Estratto del testo
Cari tedeschi, purtroppo siete più ricchi voi
Economia

Cari tedeschi, purtroppo siete più ricchi voi

In Germania, ormai, è un nuovo luogo comune: cosa vogliono questi italiani che sono più ricchi di noi? La danza è stata aperta dalla Banca centrale europa, con tanto di grafici e tabelle che ci mettono in difficoltà. Perché da …Leggi tutto

In Germania, ormai, è un nuovo luogo comune: cosa vogliono questi italiani che sono più ricchi di noi? La danza è stata aperta dalla Banca centrale europa, con tanto di grafici e tabelle che ci mettono in difficoltà. Perché da una parte dimostrano che non siamo poi così straccioni come a lungo eravamo stati dipinti (e ciò è motivo d’orgoglio). Dall’altra forniscono l’alibi per un nuovo attacco ben più velenoso il cui messaggio è tranchant: visto che potete farlo, pagherete caro pagherete tutto.

E’ vero che la nostra ricchezza patrimoniale, sia quella immobiliare sia quella finanziaria, è superiore a quella dei tedeschi. Ma attenzione, questa è una fotografia statica e parziale. E’ il dagherrotipo del passato. Nel corso degli anni e con la involuzione della crisi, le cose sono cambiate molto rapidamente. Diciamo che la Bce avrebbe più ragione se fossimo ancora nel 2007. Anzi, fino al 2009, perché lo scoppio della bolla immobiliare ha colpito la Germania più dell’Italia. Poi, però, è arrivata la guerra dello spread, cioè la crisi dei debiti sovrani, mentre l’economia tedesca scattava in avanti come una molla, facendo registrare due anni di crescita molto forte. Al contrario, l’Italia si avvitava nella spirale che nell’autunno del 2011 l’ha portata sull’orlo del crac. Non bisogna mai dimenticare che c’era denaro liquido solo per pochi giorni.

Come stanno oggi le cose? Ebbene, se calcoliamo la ricchezza non tanto ai valori storici, ma a quelli di mercato (mark-to-market) la situazione è, purtroppo, molto diversa. I prezzi degli immobili sono scesi di almeno il 30%, ma soprattutto s’è inaridito il mercato. C’è paura, c’è sfiducia, la gente segue un comportamento razionalmente cautelativo. Dunque, chi volesse vendere, oggi, non solo dovrebbe accettare un taglio del patrimonio, ma non troverebbe acquirenti.

Cosa fare
Scrivi il seguito dell'articolo qui sopra sulla ricchezza di italiani e tedeschi, riprendendo subito dopo l'ultima frase.

Dati forniti

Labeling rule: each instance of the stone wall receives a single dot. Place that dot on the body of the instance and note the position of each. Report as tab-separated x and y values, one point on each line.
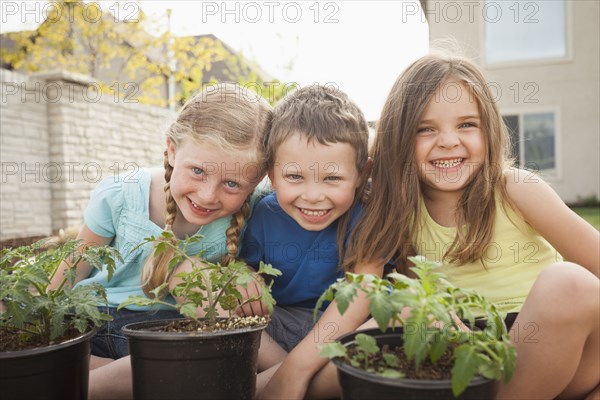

Esito dell'esercizio
Un problema esiste anche per la ricchezza mobile. La borsa è ai minimi (mentre in Germania si è ripresa), i buoni del tesoro a medio-lungo termine valgono 20 se non 30 punti in meno. E per loro il mercato secondario non è affatto ricettivo. Al contrario, il Bund, il titolo decennale del governo  tedesco, è diventato una sorta di bene rifugio, ben più dell’oro: tutti lo comprano anche se i suoi rendimenti sono vicini a zero, per mettere al riparo i propri risparmi. Ciò significa che c’è un continuo e consistente afflusso di capitali, anche dagli altri paesi della zona euro, il che aumenta i divari reali all’interno del mercato unico e mette in discussione la tenuta dell’unione monetaria.

Tutto questo mentre la recessione sta riducendo i redditi, quindi sempre più c’è bisogno di intaccare i risparmi accumulati dalla generazione precedente se non proprio di mangiarsi il capitale come succede per gli imprenditori in crisi (quelli seri, non quelli che hanno messo i quattrini nei paradisi fiscali).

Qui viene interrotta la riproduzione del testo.